── SOURCE EXTRACT
Member of the New York State Assembly from the 114th district
- Incumbent
- Assumed office January 6, 2021
- Preceded by: Dan Stec

Horicon Town Supervisor
- In office January 1, 2014 – December 31, 2020
- Preceded by: Ralph Bentley
- Succeeded by: Sylvia Smith

Personal details
- Born: August 4, 1967 (age 58)
- Party: Republican
- Spouse: Judy Simpson
- Children: 2
- Website: Campaign website Official website

= Matt Simpson (New York politician) =

American politician

Matt Simpson is an American politician. A Republican, he is currently serving in the New York State Assembly, representing the 114th district, which encompasses part of Essex and Warren counties, and portions of Saratoga and Washington counties. He assumed office on January 6, 2021.
────
── GIVEN INFORMATION
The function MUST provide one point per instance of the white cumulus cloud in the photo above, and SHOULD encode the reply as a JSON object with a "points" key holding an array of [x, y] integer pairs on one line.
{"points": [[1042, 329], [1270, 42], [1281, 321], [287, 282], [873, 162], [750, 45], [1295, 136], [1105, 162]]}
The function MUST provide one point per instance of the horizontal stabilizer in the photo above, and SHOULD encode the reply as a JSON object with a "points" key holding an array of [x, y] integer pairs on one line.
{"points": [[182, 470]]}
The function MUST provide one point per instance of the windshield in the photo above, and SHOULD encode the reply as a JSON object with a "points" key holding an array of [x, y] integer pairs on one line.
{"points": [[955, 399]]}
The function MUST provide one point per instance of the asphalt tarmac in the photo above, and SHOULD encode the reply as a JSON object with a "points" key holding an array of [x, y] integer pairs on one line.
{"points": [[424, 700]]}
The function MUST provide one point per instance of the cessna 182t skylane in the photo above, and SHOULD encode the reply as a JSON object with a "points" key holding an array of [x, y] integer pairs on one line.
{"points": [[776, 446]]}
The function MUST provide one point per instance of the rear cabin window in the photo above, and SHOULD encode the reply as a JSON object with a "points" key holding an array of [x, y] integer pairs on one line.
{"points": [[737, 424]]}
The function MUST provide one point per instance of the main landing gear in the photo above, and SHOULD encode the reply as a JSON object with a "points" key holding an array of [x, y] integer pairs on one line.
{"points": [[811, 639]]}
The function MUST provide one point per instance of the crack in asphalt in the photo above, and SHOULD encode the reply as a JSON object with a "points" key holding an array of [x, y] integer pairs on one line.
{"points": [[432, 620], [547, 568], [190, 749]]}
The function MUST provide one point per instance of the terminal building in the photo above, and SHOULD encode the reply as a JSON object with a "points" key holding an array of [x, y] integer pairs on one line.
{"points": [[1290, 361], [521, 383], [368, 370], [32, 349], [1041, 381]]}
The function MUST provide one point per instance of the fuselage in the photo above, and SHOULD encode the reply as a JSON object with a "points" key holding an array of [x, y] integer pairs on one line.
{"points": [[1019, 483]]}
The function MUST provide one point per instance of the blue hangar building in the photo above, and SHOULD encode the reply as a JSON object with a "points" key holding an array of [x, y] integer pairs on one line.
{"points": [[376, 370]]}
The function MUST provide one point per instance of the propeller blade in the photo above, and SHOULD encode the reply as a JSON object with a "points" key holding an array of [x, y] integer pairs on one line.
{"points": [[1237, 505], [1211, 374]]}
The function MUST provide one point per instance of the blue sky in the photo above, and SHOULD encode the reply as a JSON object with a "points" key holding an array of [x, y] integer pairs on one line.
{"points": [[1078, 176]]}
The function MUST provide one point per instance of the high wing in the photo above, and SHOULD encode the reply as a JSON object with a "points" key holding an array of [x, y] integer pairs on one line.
────
**PROBLEMS TO WORK ON:**
- a) Transcribe verbatim the portion of the Matt Simpson text beginning with "Matt Simpson is" and continuing through "January 6, 2021.".
- b) According to the Matt Simpson text, who succeeded him as Horicon Town Supervisor?

**PER-TASK ANSWERS:**
- a)
Matt Simpson is an American politician. A Republican, he is currently serving in the New York State Assembly, representing the 114th district, which encompasses part of Essex and Warren counties, and portions of Saratoga and Washington counties. He assumed office on January 6, 2021.

- b) Sylvia Smith